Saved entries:
════════
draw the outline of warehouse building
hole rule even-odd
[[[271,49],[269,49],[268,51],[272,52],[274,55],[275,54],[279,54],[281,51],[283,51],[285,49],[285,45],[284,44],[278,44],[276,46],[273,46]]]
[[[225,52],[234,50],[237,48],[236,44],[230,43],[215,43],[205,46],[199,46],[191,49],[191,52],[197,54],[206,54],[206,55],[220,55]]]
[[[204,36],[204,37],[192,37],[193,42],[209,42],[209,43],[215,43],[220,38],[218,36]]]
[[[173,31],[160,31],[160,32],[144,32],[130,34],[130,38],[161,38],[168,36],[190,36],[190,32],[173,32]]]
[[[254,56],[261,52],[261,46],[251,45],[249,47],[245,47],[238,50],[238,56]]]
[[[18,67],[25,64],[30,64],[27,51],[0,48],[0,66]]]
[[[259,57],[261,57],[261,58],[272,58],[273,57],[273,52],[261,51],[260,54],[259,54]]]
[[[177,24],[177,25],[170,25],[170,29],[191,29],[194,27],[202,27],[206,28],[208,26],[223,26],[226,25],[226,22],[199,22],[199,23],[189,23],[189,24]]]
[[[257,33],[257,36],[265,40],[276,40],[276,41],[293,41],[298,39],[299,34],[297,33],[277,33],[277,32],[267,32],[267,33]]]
════════
* _WORK ITEM_
From the line containing "hole rule even-odd" through the last line of the records above, reproduce every line exactly.

* _RESPONSE BOX_
hole rule even-odd
[[[271,49],[269,49],[268,51],[272,52],[274,55],[275,54],[279,54],[281,51],[283,51],[285,49],[285,45],[284,44],[278,44],[276,46],[273,46]]]
[[[225,52],[234,50],[237,48],[236,44],[230,43],[215,43],[205,46],[199,46],[191,49],[191,52],[197,54],[206,54],[206,55],[220,55]]]
[[[204,36],[204,37],[192,37],[193,42],[209,42],[209,43],[215,43],[220,38],[218,36]]]
[[[173,31],[160,31],[160,32],[144,32],[130,34],[130,38],[161,38],[168,36],[190,36],[190,32],[173,32]]]
[[[254,56],[261,52],[261,46],[251,45],[249,47],[245,47],[238,50],[238,56]]]
[[[18,67],[25,64],[30,64],[27,51],[0,48],[0,66]]]
[[[259,57],[261,57],[261,58],[272,58],[273,57],[273,52],[261,51],[260,54],[259,54]]]
[[[177,24],[177,25],[170,25],[170,29],[191,29],[194,27],[202,27],[206,28],[208,26],[223,26],[226,25],[226,22],[199,22],[199,23],[189,23],[189,24]]]
[[[257,33],[257,36],[265,40],[276,40],[276,41],[293,41],[298,39],[299,34],[297,33],[277,33],[277,32],[267,32],[267,33]]]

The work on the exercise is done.